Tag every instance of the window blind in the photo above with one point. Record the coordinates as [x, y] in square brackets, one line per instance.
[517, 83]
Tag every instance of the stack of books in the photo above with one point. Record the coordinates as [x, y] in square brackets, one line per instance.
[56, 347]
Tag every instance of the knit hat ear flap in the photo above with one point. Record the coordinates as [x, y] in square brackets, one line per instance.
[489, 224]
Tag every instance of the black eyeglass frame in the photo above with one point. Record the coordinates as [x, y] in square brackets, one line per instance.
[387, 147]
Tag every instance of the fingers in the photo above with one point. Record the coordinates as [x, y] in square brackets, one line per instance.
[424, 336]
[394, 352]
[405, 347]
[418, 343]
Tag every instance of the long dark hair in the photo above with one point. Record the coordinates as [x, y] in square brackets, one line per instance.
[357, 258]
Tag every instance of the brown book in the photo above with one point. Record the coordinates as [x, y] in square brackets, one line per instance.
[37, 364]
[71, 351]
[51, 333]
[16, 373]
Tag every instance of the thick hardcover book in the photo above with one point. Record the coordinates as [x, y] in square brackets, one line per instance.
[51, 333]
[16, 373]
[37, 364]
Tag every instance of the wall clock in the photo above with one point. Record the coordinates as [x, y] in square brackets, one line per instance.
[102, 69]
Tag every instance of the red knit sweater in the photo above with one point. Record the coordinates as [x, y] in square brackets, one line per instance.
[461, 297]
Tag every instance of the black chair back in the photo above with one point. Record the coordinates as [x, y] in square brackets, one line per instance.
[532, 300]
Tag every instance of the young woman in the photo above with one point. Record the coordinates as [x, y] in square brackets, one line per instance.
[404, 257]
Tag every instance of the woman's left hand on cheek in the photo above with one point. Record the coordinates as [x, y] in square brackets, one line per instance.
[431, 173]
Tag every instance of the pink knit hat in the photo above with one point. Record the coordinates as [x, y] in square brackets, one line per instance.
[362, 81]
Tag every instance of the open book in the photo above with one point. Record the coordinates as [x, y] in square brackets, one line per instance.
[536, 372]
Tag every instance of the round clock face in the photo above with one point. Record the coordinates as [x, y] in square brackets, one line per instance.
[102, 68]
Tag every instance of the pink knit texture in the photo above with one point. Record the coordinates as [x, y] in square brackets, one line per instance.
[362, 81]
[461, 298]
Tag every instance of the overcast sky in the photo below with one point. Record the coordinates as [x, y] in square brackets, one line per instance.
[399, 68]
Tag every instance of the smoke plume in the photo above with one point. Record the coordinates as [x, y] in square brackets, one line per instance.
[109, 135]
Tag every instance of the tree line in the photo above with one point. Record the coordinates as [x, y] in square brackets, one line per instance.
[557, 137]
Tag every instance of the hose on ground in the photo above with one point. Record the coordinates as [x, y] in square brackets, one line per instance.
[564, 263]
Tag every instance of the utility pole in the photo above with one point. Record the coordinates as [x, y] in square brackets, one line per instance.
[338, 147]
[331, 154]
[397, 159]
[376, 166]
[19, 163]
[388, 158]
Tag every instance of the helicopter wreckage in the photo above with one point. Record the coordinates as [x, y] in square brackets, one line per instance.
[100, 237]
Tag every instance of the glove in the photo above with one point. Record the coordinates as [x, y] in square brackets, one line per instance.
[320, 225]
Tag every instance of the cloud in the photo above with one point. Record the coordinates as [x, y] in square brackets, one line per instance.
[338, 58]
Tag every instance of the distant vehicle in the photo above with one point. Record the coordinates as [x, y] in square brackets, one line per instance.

### Stated problem
Print exactly the lines above, starting at the line that contains "Tag every instance of the hose" and ending with the last line of the records, both included.

### Answer to this exercise
Tag every instance of the hose on ground in the photo above with one point. Record the coordinates as [x, y] in square brackets, one line per instance.
[564, 263]
Tag every instance of the utility pole in the photo above with one point. Record the coordinates as [x, y] in square brackets, one line per instance.
[338, 147]
[331, 154]
[397, 159]
[376, 166]
[19, 163]
[388, 158]
Tag every instance of the helicopter wreckage in the photo above with one point. Record the coordinates as [x, y] in square brackets, one line per instance.
[100, 237]
Tag every instance of the glove in the photo above with one point. Record the coordinates as [x, y] in square brackets, one line per instance.
[320, 225]
Tag every instance of the cloud in the photo above with one point. Record the coordinates as [x, y] in square brackets, one line per instance.
[338, 58]
Tag every instance of the distant vehicle in the photo above with one point. Record the coordinates as [x, y] in square brackets, one line per instance.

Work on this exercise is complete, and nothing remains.